§ TASK DIRECTIONS
Pick up the blog post on the CBS panel's report about Dan Rather's September 8 broadcast after its final sentence, and keep writing it.

══ TEXT EXCERPT ══

January 11, 2005

Nope, No Bias Here. Move Along.

At the risk of adding nothing new, I have to post my opinion of the RaTHergate report. Like many, I was stunned with its clarity and thoroughness. I expected a quick whitewash, released Friday at 5. And it is not that. As the WSJ Ed Page says (paid site):

CBS promised last fall to get to the bottom of Dan Rather's discredited September 8 broadcast on President Bush's National Guard service. Yesterday's report by the independent panel charged with investigating the "60 Minutes" segment fulfills that vow. It is a thorough, no-holds-barred look at how it happened. If only it were as good at explaining why.

It was a thorough report, providing proof of serious allegations. But, stunningly, its conclusions are preposterous! More WSJ Ed:
It pins the blame instead on Ms. Mapes's "myopic zeal" in pursuit of a ground-breaking story that other news organizations were also pursuing. So we are supposed to believe that the flawed CBS segment was the result of overeager journalists' desire to be "first" with a will-o'-the-wisp of a story that was at least four, and arguably closer to 10, years old -- and, by the way, that it was merely coincidental that these eager beavers pushed the story out after Labor Day amid a bitter election campaign.

The discussion on motives includes a section titled "Factors that Support a Conclusion that a Political Agenda Did Not Motivate the September 8 Segment." And the No. 1 example is "The Previous Work of Rather and Mapes." Really.

As we saw it, the last election included the most one-sided political reporting we've ever witnessed, including the coverage of Richard Nixon circa 1972-74. Most of the established media outlets favored John Kerry -- which is fine by us if they would only admit it. CBS's reporters made the further mistake of letting that bias so color their judgment that they were willing to believe phony documents from a partisan source without proper authentication. Good for CBS for coming clean about the process, but good luck convincing its viewers about the lack of partisan motives.

═══
══ ENTRIES ══

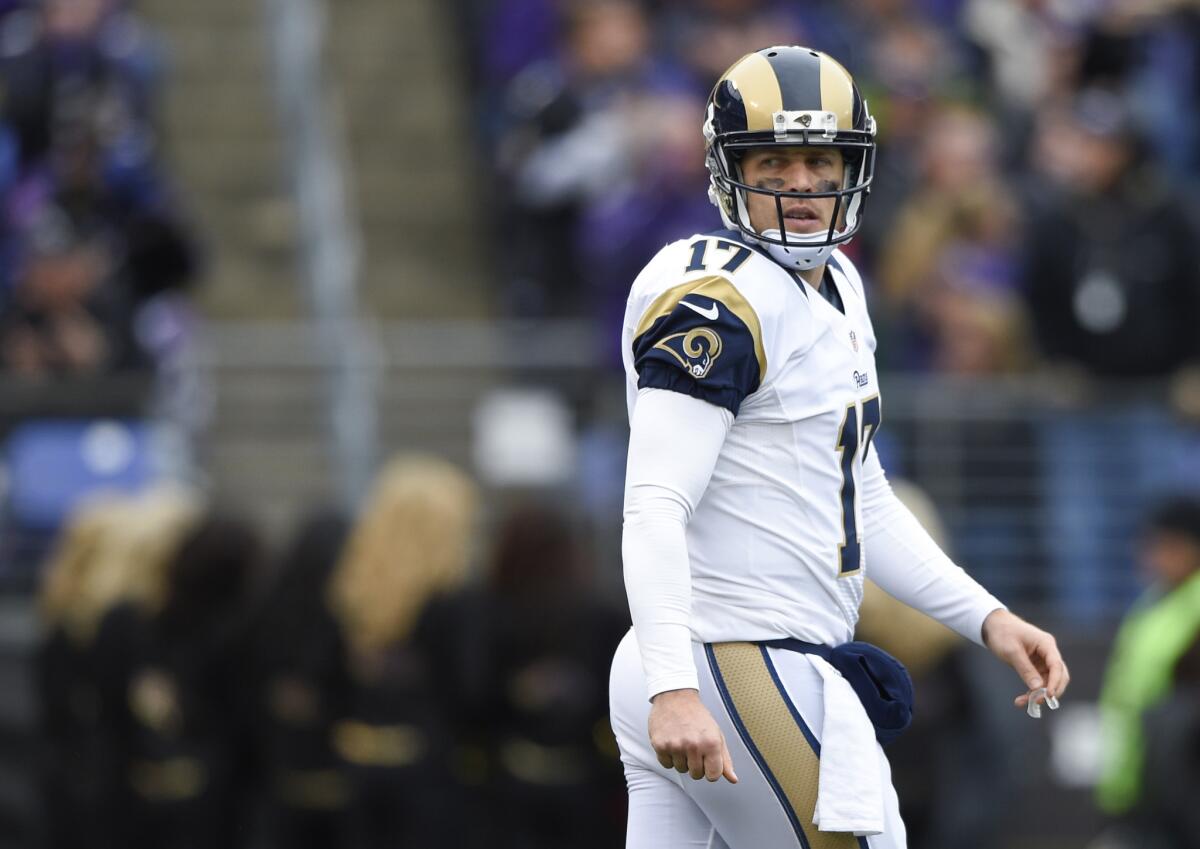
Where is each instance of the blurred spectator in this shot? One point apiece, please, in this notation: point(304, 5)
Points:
point(665, 199)
point(69, 56)
point(1113, 282)
point(948, 269)
point(1173, 757)
point(65, 315)
point(1113, 270)
point(1147, 656)
point(79, 79)
point(173, 682)
point(67, 690)
point(411, 542)
point(708, 36)
point(299, 688)
point(564, 144)
point(535, 649)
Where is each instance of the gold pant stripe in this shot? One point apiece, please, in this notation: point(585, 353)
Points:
point(768, 728)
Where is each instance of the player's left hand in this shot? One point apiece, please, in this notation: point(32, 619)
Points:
point(1030, 650)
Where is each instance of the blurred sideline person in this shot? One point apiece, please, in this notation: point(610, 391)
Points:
point(299, 688)
point(173, 686)
point(1153, 664)
point(529, 649)
point(751, 494)
point(67, 687)
point(411, 543)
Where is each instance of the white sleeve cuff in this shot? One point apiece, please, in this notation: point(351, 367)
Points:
point(907, 564)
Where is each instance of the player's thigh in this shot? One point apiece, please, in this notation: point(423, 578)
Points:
point(771, 709)
point(661, 816)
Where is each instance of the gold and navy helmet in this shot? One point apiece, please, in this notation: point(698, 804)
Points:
point(789, 96)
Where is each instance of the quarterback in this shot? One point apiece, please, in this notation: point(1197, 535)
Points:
point(755, 505)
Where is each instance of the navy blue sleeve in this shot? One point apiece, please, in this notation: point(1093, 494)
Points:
point(703, 342)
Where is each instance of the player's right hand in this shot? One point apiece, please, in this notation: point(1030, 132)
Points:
point(685, 736)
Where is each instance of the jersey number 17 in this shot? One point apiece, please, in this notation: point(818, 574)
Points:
point(852, 438)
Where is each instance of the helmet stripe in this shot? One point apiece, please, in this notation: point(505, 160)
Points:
point(838, 91)
point(799, 77)
point(760, 90)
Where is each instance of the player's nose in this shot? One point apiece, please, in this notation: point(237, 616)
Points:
point(799, 178)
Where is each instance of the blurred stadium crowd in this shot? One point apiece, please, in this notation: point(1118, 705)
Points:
point(1035, 215)
point(94, 248)
point(349, 691)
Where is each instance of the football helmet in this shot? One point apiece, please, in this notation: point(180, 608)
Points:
point(787, 96)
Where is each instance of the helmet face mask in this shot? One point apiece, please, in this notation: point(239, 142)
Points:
point(825, 110)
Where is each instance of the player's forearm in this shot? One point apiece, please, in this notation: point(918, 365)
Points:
point(673, 445)
point(907, 564)
point(658, 582)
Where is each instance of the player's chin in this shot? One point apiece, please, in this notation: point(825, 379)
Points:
point(807, 227)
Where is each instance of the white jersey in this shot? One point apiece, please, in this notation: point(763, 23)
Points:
point(775, 545)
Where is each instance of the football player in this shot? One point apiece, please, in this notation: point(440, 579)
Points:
point(755, 505)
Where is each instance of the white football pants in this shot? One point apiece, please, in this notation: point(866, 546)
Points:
point(772, 805)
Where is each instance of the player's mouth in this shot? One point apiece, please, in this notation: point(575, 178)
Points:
point(803, 218)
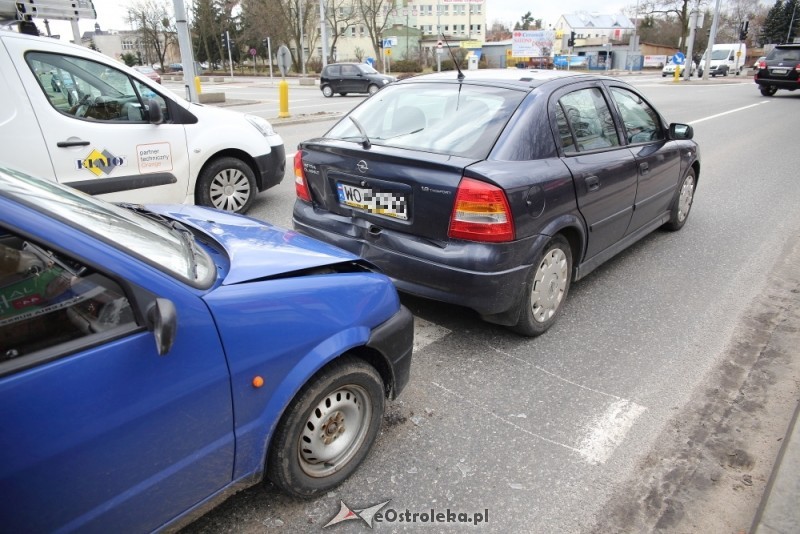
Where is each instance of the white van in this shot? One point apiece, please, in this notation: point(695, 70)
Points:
point(725, 58)
point(81, 118)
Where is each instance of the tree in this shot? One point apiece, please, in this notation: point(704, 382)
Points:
point(156, 27)
point(675, 9)
point(375, 14)
point(777, 23)
point(526, 20)
point(340, 16)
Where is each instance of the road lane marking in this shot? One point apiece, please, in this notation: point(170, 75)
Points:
point(463, 399)
point(728, 112)
point(545, 371)
point(609, 430)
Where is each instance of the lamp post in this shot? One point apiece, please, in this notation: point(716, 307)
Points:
point(323, 23)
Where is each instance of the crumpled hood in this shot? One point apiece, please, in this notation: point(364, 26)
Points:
point(256, 248)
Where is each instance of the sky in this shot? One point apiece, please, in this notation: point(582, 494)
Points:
point(111, 13)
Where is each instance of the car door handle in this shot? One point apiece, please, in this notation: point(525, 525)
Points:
point(67, 144)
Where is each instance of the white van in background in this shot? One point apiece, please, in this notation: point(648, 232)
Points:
point(84, 119)
point(725, 59)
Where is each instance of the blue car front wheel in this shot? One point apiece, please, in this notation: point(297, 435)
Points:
point(328, 429)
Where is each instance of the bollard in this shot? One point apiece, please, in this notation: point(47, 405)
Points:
point(283, 99)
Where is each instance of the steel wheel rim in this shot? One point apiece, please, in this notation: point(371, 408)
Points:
point(230, 190)
point(549, 285)
point(685, 198)
point(334, 431)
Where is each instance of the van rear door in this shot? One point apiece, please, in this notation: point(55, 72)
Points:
point(94, 122)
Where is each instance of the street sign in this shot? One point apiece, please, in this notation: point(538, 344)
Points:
point(284, 59)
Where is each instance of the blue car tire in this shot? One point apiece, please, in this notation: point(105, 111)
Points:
point(328, 429)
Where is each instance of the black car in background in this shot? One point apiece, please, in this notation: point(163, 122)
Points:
point(779, 70)
point(497, 190)
point(346, 78)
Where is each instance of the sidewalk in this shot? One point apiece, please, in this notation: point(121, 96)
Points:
point(779, 512)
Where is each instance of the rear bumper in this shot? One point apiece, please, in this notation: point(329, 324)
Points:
point(271, 168)
point(395, 339)
point(780, 83)
point(487, 277)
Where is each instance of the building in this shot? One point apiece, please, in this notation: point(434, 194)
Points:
point(414, 29)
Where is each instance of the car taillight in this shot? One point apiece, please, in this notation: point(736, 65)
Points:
point(300, 183)
point(481, 213)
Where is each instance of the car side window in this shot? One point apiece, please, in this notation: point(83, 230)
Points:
point(642, 124)
point(89, 90)
point(585, 121)
point(48, 300)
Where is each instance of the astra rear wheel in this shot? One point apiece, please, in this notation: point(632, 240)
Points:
point(328, 429)
point(682, 204)
point(546, 289)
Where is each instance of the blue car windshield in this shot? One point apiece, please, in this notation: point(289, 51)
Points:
point(443, 118)
point(164, 246)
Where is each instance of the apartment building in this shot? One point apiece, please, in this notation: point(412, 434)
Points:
point(414, 28)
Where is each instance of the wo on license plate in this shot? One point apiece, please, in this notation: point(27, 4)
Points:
point(387, 203)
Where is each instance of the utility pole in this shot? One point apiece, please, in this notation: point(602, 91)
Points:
point(323, 23)
point(711, 38)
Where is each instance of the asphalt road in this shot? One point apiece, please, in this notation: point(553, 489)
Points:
point(558, 433)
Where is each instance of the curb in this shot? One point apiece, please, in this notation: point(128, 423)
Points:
point(779, 511)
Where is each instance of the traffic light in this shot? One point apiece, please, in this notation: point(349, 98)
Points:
point(743, 30)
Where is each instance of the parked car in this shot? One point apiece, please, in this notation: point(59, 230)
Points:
point(779, 70)
point(496, 189)
point(344, 78)
point(150, 72)
point(669, 69)
point(156, 359)
point(112, 131)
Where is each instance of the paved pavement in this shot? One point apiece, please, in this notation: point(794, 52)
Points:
point(779, 511)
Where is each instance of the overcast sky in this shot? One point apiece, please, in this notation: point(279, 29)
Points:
point(111, 13)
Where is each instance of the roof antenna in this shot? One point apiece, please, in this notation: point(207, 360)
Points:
point(455, 62)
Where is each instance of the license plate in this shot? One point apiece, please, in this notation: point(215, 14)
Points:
point(388, 203)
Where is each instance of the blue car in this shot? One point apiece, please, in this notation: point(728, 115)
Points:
point(156, 359)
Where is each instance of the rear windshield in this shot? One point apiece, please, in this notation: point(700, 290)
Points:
point(443, 118)
point(784, 54)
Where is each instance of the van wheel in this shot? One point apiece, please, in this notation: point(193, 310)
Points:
point(226, 184)
point(328, 429)
point(768, 90)
point(546, 289)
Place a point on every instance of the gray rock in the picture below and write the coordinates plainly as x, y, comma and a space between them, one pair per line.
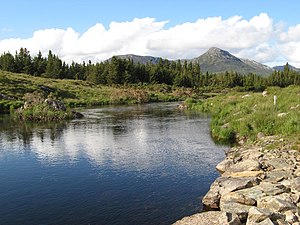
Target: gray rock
224, 165
279, 163
248, 196
277, 175
239, 209
247, 165
290, 217
257, 215
278, 203
224, 185
211, 218
272, 189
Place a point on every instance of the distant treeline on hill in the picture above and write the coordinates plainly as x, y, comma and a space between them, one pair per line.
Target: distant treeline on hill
123, 71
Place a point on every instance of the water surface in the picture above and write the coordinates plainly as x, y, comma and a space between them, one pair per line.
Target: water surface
147, 164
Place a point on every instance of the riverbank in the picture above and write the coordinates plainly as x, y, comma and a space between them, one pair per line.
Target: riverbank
77, 93
258, 185
260, 177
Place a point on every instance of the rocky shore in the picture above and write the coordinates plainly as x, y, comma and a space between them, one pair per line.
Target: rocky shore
259, 184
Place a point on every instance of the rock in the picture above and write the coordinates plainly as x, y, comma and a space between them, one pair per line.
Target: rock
267, 221
224, 185
257, 215
247, 165
224, 165
211, 218
237, 197
277, 175
278, 163
277, 203
272, 189
290, 217
247, 196
237, 208
244, 174
281, 222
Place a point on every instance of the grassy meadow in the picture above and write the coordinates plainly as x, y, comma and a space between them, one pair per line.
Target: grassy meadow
240, 116
77, 93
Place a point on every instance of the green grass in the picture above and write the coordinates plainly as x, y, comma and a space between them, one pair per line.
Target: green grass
76, 93
237, 115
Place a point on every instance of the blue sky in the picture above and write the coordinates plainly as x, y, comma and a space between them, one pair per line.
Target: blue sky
20, 19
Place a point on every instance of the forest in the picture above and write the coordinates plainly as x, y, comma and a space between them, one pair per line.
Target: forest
118, 71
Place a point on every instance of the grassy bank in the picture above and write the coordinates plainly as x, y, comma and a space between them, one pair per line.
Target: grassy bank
243, 116
74, 93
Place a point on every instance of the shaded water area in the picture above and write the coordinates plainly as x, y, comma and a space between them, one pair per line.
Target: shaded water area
142, 164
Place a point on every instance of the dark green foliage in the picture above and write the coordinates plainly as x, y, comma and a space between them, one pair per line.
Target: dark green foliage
120, 71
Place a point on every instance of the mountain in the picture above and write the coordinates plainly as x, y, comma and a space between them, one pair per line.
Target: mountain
217, 60
281, 68
140, 59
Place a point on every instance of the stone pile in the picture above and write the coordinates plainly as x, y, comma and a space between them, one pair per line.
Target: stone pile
258, 185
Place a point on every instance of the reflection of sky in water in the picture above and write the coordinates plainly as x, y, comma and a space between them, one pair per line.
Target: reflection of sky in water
139, 163
134, 143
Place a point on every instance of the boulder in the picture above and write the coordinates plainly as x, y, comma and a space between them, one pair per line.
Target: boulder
211, 218
279, 164
248, 196
247, 165
224, 185
272, 189
257, 215
277, 175
259, 173
224, 165
279, 203
236, 208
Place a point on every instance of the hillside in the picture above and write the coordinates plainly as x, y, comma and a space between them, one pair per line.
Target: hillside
75, 93
139, 59
216, 60
281, 68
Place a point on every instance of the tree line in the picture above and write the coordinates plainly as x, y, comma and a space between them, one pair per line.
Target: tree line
123, 71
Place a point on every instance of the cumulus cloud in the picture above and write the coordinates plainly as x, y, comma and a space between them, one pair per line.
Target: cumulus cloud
257, 38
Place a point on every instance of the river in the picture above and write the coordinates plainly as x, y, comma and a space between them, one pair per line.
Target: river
141, 164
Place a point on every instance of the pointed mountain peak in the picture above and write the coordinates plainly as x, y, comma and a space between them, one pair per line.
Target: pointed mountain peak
214, 51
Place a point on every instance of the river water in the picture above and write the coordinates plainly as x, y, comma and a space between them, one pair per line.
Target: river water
142, 164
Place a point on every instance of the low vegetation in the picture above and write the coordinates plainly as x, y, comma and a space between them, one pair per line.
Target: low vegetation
244, 117
76, 93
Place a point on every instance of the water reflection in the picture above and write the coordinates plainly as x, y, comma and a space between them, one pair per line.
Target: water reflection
136, 164
134, 138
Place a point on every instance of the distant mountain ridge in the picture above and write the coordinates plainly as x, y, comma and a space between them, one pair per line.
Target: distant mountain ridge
215, 60
281, 68
139, 59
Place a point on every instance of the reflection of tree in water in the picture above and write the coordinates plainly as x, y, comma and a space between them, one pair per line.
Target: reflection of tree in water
11, 129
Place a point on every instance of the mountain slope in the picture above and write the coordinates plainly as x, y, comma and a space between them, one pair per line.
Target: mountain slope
139, 59
281, 68
216, 60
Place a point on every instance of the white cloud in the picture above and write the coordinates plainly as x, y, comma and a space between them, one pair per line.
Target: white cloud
258, 38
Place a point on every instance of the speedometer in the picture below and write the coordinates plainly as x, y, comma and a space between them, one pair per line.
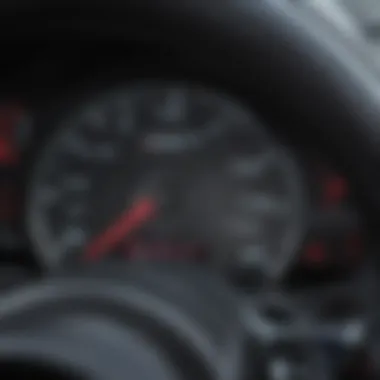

═══

§ RESULT FOR THIS EXERCISE
The best roundup is probably Glenn's column on glennreynolds.com:
And that "no political agenda" bit is why CBS is only half-clean. So a network noted for its anti-Bush sentiments airs a story based on obviously bogus documents (How obvious? Just look at this animated gif comparing the allegedly typewritten memos CBS relied on with the same material typed into Microsoft Word using its default settings.) runs with a story just in time to swing the election, but there's no politics involved? Well, short of the Vulcan mind-meld, I guess there's no way to be absolutely certain what's in people's minds. But on the other hand, as law professor Jim Lindgren notes, CBS's panel is happy to level accusations of political motivations at its critics.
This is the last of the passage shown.